▶ Exercise description: Nothing but an exact copy is wanted: the line with "Target: beige trousers" and each line after it in the data below, last line included.

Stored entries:
● ● ● ●

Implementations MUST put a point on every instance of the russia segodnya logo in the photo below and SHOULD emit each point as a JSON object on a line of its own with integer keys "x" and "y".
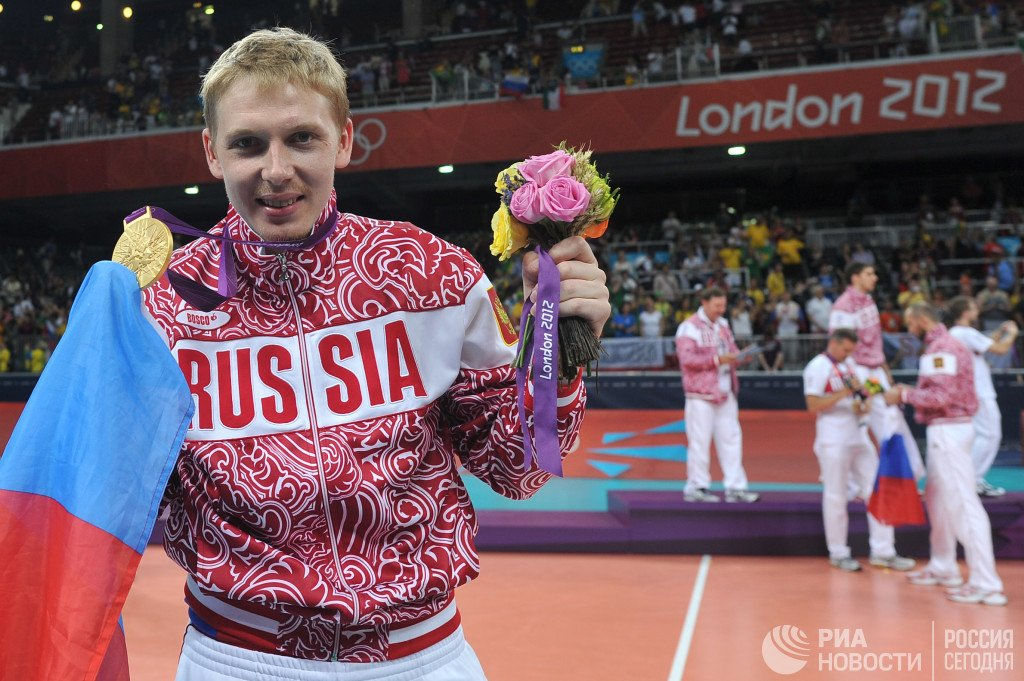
{"x": 785, "y": 649}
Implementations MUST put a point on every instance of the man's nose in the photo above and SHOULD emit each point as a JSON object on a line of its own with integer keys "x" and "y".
{"x": 279, "y": 166}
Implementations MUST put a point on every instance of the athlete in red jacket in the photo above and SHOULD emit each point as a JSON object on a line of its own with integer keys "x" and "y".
{"x": 317, "y": 506}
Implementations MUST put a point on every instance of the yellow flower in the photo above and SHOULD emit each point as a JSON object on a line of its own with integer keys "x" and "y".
{"x": 510, "y": 233}
{"x": 512, "y": 173}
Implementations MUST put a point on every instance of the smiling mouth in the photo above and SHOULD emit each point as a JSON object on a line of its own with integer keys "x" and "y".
{"x": 281, "y": 203}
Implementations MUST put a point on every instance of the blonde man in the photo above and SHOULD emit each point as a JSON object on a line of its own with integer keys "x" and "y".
{"x": 846, "y": 455}
{"x": 944, "y": 399}
{"x": 317, "y": 506}
{"x": 856, "y": 309}
{"x": 987, "y": 421}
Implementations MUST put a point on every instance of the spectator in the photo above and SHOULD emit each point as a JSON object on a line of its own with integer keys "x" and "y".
{"x": 787, "y": 316}
{"x": 860, "y": 254}
{"x": 624, "y": 323}
{"x": 739, "y": 320}
{"x": 891, "y": 318}
{"x": 912, "y": 294}
{"x": 776, "y": 282}
{"x": 993, "y": 305}
{"x": 639, "y": 16}
{"x": 651, "y": 321}
{"x": 671, "y": 226}
{"x": 1004, "y": 272}
{"x": 666, "y": 285}
{"x": 771, "y": 358}
{"x": 791, "y": 254}
{"x": 818, "y": 309}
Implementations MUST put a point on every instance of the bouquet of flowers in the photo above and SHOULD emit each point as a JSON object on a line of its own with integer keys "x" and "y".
{"x": 544, "y": 200}
{"x": 872, "y": 387}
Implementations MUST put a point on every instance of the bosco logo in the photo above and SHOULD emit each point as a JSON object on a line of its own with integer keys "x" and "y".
{"x": 205, "y": 321}
{"x": 785, "y": 649}
{"x": 369, "y": 135}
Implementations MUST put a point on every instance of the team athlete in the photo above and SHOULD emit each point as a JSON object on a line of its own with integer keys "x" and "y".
{"x": 317, "y": 506}
{"x": 846, "y": 455}
{"x": 945, "y": 400}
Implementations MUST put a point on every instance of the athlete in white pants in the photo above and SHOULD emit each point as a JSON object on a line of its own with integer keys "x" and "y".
{"x": 987, "y": 421}
{"x": 856, "y": 309}
{"x": 204, "y": 658}
{"x": 708, "y": 358}
{"x": 845, "y": 454}
{"x": 706, "y": 420}
{"x": 945, "y": 399}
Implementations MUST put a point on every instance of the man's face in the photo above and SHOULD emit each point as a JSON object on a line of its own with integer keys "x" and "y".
{"x": 865, "y": 281}
{"x": 714, "y": 307}
{"x": 841, "y": 349}
{"x": 971, "y": 314}
{"x": 913, "y": 325}
{"x": 276, "y": 152}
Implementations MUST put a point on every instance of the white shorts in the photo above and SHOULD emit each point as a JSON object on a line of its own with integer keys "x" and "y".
{"x": 203, "y": 658}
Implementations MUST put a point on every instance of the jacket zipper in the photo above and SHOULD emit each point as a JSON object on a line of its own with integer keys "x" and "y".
{"x": 307, "y": 385}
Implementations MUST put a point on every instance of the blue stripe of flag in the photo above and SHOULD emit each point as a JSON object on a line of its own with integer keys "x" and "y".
{"x": 104, "y": 424}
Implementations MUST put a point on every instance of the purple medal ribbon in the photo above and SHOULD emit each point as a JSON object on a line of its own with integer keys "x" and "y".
{"x": 542, "y": 366}
{"x": 198, "y": 295}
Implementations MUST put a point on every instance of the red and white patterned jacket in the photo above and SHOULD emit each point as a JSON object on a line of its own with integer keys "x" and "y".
{"x": 945, "y": 381}
{"x": 698, "y": 342}
{"x": 857, "y": 310}
{"x": 337, "y": 395}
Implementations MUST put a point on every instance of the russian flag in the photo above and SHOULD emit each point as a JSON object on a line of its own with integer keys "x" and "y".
{"x": 81, "y": 482}
{"x": 895, "y": 500}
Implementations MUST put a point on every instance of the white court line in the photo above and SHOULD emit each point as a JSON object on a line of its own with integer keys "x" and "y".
{"x": 690, "y": 624}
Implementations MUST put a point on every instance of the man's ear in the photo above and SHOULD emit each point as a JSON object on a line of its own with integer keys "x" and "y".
{"x": 344, "y": 145}
{"x": 211, "y": 155}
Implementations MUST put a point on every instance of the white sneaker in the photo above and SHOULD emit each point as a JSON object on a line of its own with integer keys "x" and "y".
{"x": 969, "y": 594}
{"x": 700, "y": 495}
{"x": 989, "y": 491}
{"x": 740, "y": 496}
{"x": 926, "y": 578}
{"x": 847, "y": 564}
{"x": 895, "y": 561}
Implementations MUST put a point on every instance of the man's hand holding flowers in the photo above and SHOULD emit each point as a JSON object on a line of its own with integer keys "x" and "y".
{"x": 583, "y": 290}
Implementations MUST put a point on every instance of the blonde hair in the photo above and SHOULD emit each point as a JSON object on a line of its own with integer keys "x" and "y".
{"x": 274, "y": 56}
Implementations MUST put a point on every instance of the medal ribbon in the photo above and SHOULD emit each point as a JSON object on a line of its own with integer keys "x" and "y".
{"x": 206, "y": 299}
{"x": 542, "y": 367}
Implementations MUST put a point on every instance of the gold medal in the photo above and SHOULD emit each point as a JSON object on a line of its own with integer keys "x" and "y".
{"x": 144, "y": 248}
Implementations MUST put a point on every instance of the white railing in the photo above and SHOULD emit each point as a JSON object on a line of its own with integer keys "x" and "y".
{"x": 891, "y": 237}
{"x": 902, "y": 351}
{"x": 955, "y": 33}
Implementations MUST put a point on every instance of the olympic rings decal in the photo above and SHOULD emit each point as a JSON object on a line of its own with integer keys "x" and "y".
{"x": 365, "y": 140}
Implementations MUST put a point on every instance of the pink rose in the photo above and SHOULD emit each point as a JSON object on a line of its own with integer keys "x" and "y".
{"x": 525, "y": 203}
{"x": 563, "y": 199}
{"x": 542, "y": 169}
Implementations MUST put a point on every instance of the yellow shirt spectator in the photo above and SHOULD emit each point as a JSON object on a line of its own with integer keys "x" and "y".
{"x": 37, "y": 360}
{"x": 732, "y": 257}
{"x": 757, "y": 232}
{"x": 757, "y": 296}
{"x": 909, "y": 297}
{"x": 775, "y": 283}
{"x": 788, "y": 250}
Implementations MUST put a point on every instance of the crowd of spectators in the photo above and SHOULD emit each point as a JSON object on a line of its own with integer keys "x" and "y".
{"x": 155, "y": 84}
{"x": 37, "y": 286}
{"x": 781, "y": 289}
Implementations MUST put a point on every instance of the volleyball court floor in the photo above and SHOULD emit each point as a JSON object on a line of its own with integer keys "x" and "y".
{"x": 550, "y": 616}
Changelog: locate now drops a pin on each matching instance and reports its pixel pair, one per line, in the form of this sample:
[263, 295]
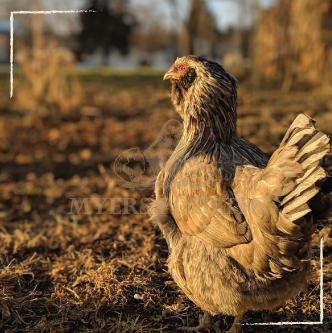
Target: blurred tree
[201, 28]
[108, 28]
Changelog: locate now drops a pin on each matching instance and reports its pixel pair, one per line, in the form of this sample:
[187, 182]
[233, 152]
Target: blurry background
[87, 87]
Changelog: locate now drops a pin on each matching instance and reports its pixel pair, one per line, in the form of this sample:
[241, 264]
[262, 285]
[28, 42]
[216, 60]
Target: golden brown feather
[238, 224]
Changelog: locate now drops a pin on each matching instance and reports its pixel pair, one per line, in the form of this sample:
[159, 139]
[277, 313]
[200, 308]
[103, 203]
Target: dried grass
[108, 273]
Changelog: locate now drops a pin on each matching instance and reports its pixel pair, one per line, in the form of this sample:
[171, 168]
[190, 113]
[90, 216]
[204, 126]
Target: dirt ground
[62, 272]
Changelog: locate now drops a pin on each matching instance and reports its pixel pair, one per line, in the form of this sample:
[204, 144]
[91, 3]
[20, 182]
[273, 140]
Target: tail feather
[299, 159]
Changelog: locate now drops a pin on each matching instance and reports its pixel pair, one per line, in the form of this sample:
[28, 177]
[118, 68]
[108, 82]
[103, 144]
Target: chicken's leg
[237, 325]
[206, 322]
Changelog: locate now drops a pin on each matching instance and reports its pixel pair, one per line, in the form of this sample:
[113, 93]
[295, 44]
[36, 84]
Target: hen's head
[205, 96]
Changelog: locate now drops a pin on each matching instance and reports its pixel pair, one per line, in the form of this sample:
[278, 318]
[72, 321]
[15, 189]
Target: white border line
[12, 33]
[321, 301]
[11, 95]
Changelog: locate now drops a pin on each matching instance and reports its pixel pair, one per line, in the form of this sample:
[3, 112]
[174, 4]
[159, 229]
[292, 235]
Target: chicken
[237, 222]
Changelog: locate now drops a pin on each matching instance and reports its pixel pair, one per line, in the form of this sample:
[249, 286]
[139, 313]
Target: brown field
[80, 273]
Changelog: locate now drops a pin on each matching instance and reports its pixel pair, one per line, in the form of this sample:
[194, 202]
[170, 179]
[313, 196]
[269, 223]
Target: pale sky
[226, 12]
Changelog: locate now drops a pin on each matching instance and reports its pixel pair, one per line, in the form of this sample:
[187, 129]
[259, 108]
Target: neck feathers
[209, 105]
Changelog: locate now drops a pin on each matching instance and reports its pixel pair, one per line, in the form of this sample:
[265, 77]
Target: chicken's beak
[169, 74]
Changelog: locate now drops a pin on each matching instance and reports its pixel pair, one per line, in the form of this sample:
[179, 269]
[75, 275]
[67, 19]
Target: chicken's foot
[237, 325]
[206, 322]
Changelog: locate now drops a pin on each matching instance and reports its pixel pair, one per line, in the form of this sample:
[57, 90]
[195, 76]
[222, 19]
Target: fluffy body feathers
[238, 223]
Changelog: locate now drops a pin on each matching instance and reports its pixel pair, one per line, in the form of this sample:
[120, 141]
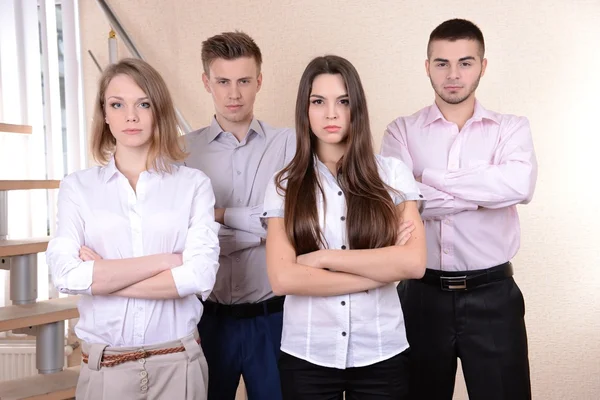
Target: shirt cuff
[460, 204]
[185, 280]
[79, 279]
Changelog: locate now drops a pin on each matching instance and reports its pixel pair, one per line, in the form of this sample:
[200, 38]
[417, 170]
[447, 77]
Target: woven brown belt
[116, 359]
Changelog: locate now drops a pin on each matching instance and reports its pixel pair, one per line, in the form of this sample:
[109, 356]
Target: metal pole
[23, 279]
[3, 214]
[50, 348]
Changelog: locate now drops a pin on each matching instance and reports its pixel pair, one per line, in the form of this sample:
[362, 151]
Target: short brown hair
[165, 147]
[229, 46]
[457, 29]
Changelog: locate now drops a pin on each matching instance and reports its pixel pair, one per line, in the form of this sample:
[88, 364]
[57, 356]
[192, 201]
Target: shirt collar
[110, 169]
[215, 129]
[479, 113]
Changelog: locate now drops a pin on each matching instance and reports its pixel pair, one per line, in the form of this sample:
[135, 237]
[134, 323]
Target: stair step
[58, 386]
[9, 248]
[40, 313]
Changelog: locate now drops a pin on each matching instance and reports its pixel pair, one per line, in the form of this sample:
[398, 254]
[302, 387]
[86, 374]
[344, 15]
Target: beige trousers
[178, 376]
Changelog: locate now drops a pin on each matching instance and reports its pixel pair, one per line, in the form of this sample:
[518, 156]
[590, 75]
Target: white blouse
[351, 330]
[168, 213]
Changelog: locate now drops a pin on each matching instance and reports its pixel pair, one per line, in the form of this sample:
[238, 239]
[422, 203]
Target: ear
[259, 81]
[205, 80]
[483, 66]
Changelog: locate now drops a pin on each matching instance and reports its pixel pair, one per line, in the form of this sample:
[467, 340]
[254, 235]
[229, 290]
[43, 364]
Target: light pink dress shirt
[472, 180]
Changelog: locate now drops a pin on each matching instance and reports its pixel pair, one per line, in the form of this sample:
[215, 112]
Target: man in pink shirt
[474, 166]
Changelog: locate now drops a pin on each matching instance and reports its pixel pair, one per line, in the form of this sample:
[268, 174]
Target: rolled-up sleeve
[198, 272]
[274, 202]
[69, 273]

● ● ● ●

▶ Task output:
Target: beige trousers
[178, 376]
Changelog: locate now drops a pin on each matching instance and reports its pixel pair, one per line, in the form of this sample:
[518, 156]
[590, 75]
Target: white blouse
[351, 330]
[168, 213]
Changelog: locate now drops a pin on each matching instance and reports its pixel pair, one per line, in the form of this sample:
[238, 239]
[422, 203]
Target: ear
[259, 81]
[205, 80]
[483, 66]
Changelog: locate now drops a pin on each matching instance and reports its pixel pair, one per line, in the form of this sample:
[467, 340]
[254, 235]
[229, 290]
[43, 364]
Target: light pink dress shirt
[472, 180]
Changelog: locate now drops a pin on each matching instance and reports its pixel pair, one per line, in the form of this sample:
[215, 112]
Target: man in pink shirt
[474, 166]
Changelog: locate now drops a pin on each matching instance and reports its pixel pair, one per line, in the form of this sample:
[268, 174]
Target: rolled-up sleeve
[198, 272]
[274, 202]
[69, 273]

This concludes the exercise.